## 本文
○ ○ ○
違法ダウンロードをすると著作権法違反の容疑で逮捕される可能性があります。著作権法の改正により、音楽や映像だけではなく、漫画・書籍・論文などの静止画コンテンツやコンピュータープログラムのダウンロードも、一定の要件の満たす範囲において刑事訴追の対象とされました。
つまり、「Web上には無数の違法アップロードデータがあるのだから、自分ひとりが違法ダウンロードしても見つかることはないだろう」などと安易な動機で著作権法違反を繰り返すのはハイリスクだということです。
そこで今回は、過去に違法ダウンロードを繰り返して刑事訴追されるか不安を抱えている方や、違法ダウンロードの容疑で警察から任意の事情聴取を求められた方のために、以下5点についてわかりやすく解説します。
- 著作権法違反の容疑で逮捕される「違法ダウンロード罪」の構成要件
- 違法ダウンロードをしたときに問われる刑事責任・民事責任
- 違法ダウンロードの容疑で逮捕されるときの刑事手続きの流れ
- 違法ダウンロードの容疑で逮捕されたときに生じるデメリット
- 違法ダウンロードの容疑で逮捕されそうなときに弁護士へ相談するメリット
著作権侵害厳罰化の流れを踏まえると、今後違法ダウンロードの容疑で逮捕されるケースは確実に増えていくと考えられます。悪質な違法ダウンロードが認定されると逮捕・勾留による身柄拘束処分や実刑判決が下される可能性もあるので、念のために刑事事件や著作権法に強い弁護士までご相談ください。
目次
違法ダウンロードは著作権法違反の容疑で逮捕される
違法ダウンロードに対しては複数の著作権法改正を経て厳しい刑事罰が定められるに至りました。
○ ○ ○
## 課題 1
リストの先頭の行から「column 51, row 134」を含む行までを、両端の行も含めて、そのまま書き写してください。

## 入力データ
○ ○ ○
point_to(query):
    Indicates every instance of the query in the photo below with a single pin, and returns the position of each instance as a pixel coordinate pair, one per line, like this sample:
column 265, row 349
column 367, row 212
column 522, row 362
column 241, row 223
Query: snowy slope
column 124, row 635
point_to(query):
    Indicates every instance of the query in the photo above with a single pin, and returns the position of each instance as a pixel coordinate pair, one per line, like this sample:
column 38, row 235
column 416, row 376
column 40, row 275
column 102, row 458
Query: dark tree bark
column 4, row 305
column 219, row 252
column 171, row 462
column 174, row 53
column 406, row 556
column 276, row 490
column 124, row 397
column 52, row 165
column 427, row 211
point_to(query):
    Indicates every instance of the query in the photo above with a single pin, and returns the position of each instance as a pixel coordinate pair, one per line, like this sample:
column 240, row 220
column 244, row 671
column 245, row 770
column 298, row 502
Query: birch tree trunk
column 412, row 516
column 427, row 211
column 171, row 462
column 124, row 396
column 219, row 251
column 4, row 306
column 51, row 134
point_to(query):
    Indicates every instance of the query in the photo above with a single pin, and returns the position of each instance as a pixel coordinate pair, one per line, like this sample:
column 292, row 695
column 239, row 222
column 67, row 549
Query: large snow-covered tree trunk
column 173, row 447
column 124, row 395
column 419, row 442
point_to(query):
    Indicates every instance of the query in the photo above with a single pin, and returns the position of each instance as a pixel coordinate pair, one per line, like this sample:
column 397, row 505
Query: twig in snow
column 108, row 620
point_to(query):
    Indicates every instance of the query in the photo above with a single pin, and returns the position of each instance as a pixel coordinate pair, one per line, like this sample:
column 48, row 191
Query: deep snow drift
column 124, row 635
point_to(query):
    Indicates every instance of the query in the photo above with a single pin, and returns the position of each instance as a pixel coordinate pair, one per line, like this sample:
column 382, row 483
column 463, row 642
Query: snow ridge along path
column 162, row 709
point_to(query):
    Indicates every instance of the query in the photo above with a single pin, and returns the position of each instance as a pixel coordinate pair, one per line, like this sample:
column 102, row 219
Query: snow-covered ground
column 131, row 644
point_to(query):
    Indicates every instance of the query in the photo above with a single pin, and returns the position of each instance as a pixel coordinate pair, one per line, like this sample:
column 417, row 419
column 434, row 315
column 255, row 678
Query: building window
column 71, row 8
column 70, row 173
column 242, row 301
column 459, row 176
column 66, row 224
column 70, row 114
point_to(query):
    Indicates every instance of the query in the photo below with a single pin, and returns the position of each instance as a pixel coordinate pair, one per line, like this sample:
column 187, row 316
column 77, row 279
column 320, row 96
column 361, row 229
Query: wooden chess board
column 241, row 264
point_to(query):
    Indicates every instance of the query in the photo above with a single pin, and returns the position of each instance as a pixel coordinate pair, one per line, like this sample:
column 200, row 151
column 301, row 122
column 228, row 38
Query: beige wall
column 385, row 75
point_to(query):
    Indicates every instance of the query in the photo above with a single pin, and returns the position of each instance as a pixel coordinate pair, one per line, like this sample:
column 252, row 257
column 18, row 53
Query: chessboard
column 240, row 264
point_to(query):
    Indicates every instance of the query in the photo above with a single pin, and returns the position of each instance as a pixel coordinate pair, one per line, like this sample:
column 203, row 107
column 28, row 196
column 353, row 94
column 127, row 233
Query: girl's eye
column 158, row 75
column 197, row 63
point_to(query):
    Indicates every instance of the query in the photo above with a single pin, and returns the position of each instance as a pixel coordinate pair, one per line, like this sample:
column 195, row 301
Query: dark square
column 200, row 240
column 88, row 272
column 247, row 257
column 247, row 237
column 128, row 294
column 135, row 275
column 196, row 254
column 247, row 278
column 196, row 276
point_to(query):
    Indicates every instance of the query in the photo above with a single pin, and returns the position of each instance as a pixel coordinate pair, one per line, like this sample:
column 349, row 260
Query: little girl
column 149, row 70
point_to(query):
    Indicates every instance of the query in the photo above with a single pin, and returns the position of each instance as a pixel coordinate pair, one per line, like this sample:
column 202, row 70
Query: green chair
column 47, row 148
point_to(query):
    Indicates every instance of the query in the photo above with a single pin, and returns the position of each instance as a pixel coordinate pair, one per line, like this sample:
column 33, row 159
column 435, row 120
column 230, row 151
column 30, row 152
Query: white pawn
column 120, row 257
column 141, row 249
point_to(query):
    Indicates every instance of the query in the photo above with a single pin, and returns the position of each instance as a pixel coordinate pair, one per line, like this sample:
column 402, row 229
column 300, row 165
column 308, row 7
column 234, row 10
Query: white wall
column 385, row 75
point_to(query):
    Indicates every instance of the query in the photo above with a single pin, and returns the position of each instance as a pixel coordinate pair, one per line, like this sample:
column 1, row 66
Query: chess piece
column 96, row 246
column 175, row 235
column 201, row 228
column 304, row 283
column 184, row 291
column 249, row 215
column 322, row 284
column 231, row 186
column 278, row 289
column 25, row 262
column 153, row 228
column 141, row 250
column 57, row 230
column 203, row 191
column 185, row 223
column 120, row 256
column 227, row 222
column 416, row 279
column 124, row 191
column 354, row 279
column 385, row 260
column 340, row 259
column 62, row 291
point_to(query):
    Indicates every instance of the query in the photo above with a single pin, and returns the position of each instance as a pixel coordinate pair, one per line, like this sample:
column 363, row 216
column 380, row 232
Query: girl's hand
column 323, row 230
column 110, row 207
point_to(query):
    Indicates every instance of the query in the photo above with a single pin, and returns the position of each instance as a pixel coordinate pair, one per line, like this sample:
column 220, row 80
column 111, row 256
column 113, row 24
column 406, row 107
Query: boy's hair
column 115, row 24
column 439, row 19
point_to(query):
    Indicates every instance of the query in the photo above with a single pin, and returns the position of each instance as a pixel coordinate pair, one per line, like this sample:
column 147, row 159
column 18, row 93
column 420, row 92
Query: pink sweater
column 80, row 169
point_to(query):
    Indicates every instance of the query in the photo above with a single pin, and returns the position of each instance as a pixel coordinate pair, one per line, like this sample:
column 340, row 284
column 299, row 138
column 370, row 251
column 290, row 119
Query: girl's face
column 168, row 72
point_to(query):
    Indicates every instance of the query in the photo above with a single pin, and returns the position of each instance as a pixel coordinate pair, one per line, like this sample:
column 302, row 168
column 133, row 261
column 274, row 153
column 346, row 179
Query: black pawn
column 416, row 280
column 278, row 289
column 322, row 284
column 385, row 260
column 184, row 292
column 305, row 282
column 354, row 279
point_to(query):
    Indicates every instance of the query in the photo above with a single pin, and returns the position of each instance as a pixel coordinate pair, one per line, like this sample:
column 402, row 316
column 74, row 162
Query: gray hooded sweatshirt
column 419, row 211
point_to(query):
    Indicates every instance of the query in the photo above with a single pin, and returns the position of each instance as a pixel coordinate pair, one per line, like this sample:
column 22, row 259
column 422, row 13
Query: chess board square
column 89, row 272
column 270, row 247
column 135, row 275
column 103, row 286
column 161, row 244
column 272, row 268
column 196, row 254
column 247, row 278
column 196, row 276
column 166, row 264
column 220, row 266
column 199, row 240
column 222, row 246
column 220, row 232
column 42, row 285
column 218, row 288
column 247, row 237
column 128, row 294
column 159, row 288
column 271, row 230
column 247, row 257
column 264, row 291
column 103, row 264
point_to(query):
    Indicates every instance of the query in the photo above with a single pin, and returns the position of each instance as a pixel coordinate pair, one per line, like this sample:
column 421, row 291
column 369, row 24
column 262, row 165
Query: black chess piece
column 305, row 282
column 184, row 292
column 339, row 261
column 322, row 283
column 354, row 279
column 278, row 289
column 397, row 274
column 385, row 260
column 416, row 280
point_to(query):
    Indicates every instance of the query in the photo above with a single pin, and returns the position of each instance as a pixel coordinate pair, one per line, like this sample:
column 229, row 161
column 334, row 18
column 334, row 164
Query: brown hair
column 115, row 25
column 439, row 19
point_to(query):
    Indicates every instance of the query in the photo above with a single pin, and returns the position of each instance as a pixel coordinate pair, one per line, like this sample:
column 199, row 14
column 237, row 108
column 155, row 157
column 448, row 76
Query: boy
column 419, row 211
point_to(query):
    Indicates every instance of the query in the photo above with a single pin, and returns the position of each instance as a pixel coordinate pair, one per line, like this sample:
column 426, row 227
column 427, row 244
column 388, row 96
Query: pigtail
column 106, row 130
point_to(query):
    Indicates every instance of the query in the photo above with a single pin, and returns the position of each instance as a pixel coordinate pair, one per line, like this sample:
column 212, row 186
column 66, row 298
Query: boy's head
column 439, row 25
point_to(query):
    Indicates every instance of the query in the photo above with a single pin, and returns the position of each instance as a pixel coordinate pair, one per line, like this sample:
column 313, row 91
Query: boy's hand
○ ○ ○
## 課題 2
本文のうち、「そこで今回は、過去に違法ダウ」を含む語句で始まり「罰が定められるに至りました。」で終わる部分を、一字も変えずに抜き出してください。

## 回答 1
point_to(query):
    Indicates every instance of the query in the photo below with a single pin, and returns the position of each instance as a pixel coordinate pair, one per line, like this sample:
column 265, row 349
column 367, row 212
column 522, row 362
column 241, row 223
Query: snowy slope
column 124, row 635
point_to(query):
    Indicates every instance of the query in the photo above with a single pin, and returns the position of each instance as a pixel coordinate pair, one per line, like this sample:
column 38, row 235
column 416, row 376
column 40, row 275
column 102, row 458
Query: dark tree bark
column 4, row 305
column 219, row 252
column 171, row 462
column 174, row 53
column 406, row 556
column 276, row 490
column 124, row 397
column 52, row 165
column 427, row 211
point_to(query):
    Indicates every instance of the query in the photo above with a single pin, and returns the position of each instance as a pixel coordinate pair, one per line, like this sample:
column 240, row 220
column 244, row 671
column 245, row 770
column 298, row 502
Query: birch tree trunk
column 412, row 516
column 427, row 211
column 171, row 462
column 124, row 396
column 219, row 251
column 4, row 306
column 51, row 134

## 回答 2
そこで今回は、過去に違法ダウンロードを繰り返して刑事訴追されるか不安を抱えている方や、違法ダウンロードの容疑で警察から任意の事情聴取を求められた方のために、以下5点についてわかりやすく解説します。
- 著作権法違反の容疑で逮捕される「違法ダウンロード罪」の構成要件
- 違法ダウンロードをしたときに問われる刑事責任・民事責任
- 違法ダウンロードの容疑で逮捕されるときの刑事手続きの流れ
- 違法ダウンロードの容疑で逮捕されたときに生じるデメリット
- 違法ダウンロードの容疑で逮捕されそうなときに弁護士へ相談するメリット
著作権侵害厳罰化の流れを踏まえると、今後違法ダウンロードの容疑で逮捕されるケースは確実に増えていくと考えられます。悪質な違法ダウンロードが認定されると逮捕・勾留による身柄拘束処分や実刑判決が下される可能性もあるので、念のために刑事事件や著作権法に強い弁護士までご相談ください。
目次
違法ダウンロードは著作権法違反の容疑で逮捕される
違法ダウンロードに対しては複数の著作権法改正を経て厳しい刑事罰が定められるに至りました。